Copy the items from the line containing "Where can you spot the ice skate?" up to and including the line containing "Where can you spot the player", leaving every request line unchanged. In the point coordinates, shift each number up by 6.

• _DATASET ENTRIES_
---------------

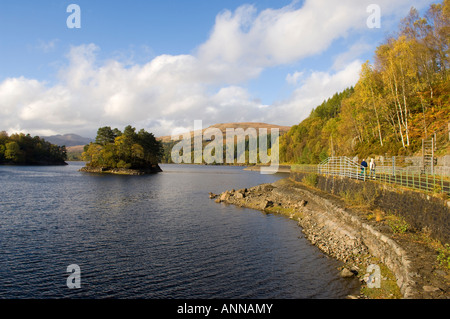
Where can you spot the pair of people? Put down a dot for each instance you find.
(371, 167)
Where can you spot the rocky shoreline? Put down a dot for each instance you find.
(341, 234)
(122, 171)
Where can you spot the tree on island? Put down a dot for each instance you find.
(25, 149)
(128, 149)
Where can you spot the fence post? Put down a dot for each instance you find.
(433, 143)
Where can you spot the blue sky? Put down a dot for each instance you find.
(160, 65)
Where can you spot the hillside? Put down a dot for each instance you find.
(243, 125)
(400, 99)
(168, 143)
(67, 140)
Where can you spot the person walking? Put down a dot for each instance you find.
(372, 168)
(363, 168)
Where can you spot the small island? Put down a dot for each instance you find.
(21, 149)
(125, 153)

---------------

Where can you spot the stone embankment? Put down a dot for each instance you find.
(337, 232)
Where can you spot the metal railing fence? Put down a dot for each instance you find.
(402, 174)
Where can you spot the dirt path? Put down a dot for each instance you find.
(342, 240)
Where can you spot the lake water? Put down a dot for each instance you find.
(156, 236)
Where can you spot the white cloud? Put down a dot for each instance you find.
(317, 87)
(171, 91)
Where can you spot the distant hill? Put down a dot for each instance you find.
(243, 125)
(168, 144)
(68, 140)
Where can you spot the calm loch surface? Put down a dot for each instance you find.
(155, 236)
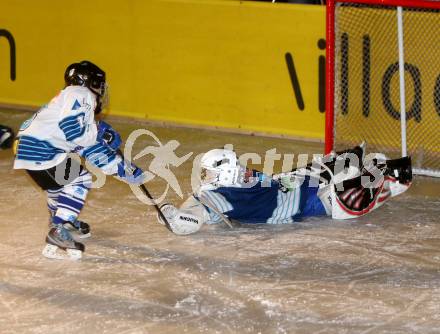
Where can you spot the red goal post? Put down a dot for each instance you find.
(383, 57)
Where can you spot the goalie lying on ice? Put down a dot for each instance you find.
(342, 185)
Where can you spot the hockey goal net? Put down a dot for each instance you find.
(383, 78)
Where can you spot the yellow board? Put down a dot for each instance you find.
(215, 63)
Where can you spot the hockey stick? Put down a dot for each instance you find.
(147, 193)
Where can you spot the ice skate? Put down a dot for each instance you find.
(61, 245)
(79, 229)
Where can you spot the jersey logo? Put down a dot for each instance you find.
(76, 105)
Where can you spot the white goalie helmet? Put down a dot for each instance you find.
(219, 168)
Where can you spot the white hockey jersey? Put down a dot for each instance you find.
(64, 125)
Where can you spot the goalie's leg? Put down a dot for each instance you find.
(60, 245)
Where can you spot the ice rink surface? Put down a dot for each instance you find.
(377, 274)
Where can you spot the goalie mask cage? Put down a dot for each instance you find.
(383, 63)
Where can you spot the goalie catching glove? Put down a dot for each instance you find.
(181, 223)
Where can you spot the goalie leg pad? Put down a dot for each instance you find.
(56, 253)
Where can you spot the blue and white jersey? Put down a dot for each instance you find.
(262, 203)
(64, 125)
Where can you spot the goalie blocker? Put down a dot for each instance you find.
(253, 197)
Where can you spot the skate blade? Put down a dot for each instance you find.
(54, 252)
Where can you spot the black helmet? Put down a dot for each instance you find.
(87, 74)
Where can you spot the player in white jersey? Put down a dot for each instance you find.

---------------

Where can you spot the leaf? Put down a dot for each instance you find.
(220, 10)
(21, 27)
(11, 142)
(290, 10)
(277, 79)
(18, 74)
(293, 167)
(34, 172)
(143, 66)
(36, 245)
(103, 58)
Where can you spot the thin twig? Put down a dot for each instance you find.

---------------

• _RESPONSE BELOW_
Where can you spot the ice skate? Put down a dot for each instance you find.
(67, 251)
(85, 235)
Where can you spot the jersey logo? Put down a dot for each instance you find.
(82, 111)
Where can you spot the white goalie helmet? Put down a dot for each instance you find.
(225, 174)
Where can you spot the white hockey jersey? Put down a dot for each instance you find.
(70, 131)
Where can you spot the goalie's leg? Put down a dot for each instance you find.
(66, 251)
Where can you spot the ice rink surface? Put down a dot for each instance you find.
(383, 280)
Where can you spot the goalie mask cage? Put down a dot for each instance you find.
(389, 69)
Where can you spot the goalie catching glove? Put down a dot for each instance you find.
(187, 229)
Where can you spot the goalie leg pad? Put down a dot for each instance you find.
(62, 259)
Where can you spot the blue and white jersey? Put down a dot for each instance you find.
(268, 209)
(70, 131)
Where can you spot the goalie blocker? Put down a dot for each instance you find.
(259, 203)
Where can you spot the skate blade? Put down a dot for each instance you find.
(60, 258)
Where can you spot the black helmet? Put down a dot for each instance you find.
(93, 80)
Where can you spot the player in white jersey? Put down a dot for each instance you find.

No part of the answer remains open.